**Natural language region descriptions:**
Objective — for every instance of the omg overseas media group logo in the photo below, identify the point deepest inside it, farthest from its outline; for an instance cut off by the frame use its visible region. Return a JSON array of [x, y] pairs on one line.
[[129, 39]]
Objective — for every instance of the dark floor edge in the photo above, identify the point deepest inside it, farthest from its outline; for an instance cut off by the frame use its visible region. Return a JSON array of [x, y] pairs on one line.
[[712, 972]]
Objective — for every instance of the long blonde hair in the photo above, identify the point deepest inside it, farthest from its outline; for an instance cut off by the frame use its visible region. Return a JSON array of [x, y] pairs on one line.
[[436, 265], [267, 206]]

**WHAT THE EXERCISE ASKS:**
Restate each line above word for word.

**RESULT FOR THIS EXERCISE:**
Objective — for every instance of the omg overseas media group logo in the photo below, identify the point deepest inside it, farthest from its outline; for an instance cut off by the frame use its visible region. Return a JSON array of [x, y] pairs on one line.
[[129, 39]]
Objective — for every instance of the dark floor edge in the photo above, identify the point deepest inside it, farthest from its outline; for an instance cut off by the frame use its visible region. Return a JSON array of [x, y] pairs on one line.
[[712, 972]]
Objective — for every instance of the long blonde hair in the photo above, identify the point deepest inside it, farthest from its outline; for an instance cut off by the frame use its visible region. Return a JSON array of [x, y] pairs on one line.
[[436, 265], [267, 206]]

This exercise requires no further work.